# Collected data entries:
━━━━━━━━
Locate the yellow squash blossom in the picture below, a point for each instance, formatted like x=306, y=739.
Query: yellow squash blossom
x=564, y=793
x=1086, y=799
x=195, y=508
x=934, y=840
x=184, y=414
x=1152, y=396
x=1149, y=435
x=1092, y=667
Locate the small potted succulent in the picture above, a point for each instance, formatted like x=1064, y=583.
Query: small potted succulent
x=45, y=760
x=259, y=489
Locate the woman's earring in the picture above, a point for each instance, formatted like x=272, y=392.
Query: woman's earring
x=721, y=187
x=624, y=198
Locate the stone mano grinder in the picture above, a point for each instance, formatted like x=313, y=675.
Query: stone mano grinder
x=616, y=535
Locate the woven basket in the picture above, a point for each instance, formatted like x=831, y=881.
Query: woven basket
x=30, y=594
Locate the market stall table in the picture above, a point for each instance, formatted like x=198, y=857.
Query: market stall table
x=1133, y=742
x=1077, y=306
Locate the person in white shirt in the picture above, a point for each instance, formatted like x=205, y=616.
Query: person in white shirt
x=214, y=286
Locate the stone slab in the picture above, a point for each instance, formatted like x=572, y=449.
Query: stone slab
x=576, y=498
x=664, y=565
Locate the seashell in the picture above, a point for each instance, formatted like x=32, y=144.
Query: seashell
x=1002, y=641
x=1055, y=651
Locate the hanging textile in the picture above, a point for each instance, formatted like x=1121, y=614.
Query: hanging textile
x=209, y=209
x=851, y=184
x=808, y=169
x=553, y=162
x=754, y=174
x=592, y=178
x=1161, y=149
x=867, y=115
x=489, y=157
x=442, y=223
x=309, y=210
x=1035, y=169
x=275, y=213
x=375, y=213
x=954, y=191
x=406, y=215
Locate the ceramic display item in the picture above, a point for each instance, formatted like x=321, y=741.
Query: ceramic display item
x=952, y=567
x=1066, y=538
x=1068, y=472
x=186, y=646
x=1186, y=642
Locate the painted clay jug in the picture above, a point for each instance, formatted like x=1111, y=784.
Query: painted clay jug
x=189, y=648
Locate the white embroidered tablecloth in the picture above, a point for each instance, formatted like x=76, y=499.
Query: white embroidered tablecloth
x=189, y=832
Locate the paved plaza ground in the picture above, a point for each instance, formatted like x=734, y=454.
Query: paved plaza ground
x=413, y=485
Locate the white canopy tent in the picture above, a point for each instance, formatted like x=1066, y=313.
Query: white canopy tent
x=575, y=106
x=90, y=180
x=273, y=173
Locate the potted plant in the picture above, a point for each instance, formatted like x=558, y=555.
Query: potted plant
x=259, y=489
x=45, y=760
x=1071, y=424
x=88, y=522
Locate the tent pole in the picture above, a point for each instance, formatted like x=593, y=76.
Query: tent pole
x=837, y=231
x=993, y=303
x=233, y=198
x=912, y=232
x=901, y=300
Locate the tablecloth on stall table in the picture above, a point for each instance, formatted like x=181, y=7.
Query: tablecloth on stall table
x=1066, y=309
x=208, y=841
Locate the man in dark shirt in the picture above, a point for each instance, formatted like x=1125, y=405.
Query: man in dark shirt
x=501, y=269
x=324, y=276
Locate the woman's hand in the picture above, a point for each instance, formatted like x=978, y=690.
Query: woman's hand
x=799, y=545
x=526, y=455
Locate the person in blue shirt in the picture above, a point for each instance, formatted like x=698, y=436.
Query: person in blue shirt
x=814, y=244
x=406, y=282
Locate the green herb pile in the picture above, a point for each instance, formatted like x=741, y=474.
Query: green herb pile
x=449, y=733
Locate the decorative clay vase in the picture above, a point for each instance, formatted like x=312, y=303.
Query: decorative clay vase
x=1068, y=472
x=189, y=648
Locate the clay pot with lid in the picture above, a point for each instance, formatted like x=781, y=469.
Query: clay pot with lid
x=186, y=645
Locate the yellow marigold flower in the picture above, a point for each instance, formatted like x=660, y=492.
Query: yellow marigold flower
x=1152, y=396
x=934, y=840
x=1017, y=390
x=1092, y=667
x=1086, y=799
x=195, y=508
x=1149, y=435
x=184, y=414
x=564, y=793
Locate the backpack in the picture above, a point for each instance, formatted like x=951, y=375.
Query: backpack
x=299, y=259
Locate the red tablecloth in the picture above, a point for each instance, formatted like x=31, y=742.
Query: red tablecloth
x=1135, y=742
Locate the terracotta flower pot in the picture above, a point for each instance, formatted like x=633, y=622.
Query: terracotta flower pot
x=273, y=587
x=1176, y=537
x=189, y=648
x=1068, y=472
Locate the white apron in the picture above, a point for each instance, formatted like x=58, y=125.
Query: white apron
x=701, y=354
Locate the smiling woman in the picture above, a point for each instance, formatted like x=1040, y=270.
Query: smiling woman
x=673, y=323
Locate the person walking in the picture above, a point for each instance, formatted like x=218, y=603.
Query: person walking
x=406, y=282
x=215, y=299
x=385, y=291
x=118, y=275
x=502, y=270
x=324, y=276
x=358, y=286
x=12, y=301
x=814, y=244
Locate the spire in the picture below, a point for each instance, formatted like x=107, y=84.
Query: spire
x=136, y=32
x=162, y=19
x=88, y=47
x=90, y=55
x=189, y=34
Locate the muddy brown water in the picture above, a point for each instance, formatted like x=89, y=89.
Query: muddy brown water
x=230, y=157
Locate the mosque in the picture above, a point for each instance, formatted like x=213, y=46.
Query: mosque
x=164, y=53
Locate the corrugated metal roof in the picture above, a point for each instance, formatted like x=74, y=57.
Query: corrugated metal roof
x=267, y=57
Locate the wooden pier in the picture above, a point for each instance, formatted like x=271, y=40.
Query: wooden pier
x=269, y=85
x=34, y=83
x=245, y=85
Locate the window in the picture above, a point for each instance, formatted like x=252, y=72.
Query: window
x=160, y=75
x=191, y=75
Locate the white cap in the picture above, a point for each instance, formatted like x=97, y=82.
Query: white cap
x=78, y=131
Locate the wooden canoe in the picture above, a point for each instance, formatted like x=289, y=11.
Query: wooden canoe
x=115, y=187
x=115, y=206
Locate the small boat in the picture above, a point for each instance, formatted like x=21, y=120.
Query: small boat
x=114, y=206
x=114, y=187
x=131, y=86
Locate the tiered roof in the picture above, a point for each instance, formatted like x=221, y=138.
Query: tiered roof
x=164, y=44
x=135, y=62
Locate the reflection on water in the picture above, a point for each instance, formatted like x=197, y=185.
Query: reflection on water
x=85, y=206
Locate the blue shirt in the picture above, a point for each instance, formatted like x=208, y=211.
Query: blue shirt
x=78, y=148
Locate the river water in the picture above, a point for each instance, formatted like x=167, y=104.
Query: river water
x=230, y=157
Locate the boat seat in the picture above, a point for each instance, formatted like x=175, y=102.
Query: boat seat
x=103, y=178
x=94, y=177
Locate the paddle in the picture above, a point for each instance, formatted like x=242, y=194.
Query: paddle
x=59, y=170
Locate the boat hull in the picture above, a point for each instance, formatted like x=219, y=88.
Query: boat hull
━━━━━━━━
# How to complete this task:
Return the lines above, from the one containing "Locate the river" to the end, exactly as they stand.

# Written answer:
Locate the river water in the picture above, a point for each instance, formatted like x=167, y=104.
Query: river water
x=230, y=157
Locate the boat seat in the picture above, a point for each instance, formatted like x=175, y=102.
Query: boat seat
x=103, y=178
x=94, y=177
Locate the paddle in the picture above, a point for each instance, formatted like x=242, y=194.
Query: paddle
x=59, y=170
Locate the boat hull in the picture above, a point for each instance, formatted like x=219, y=88.
Query: boat hull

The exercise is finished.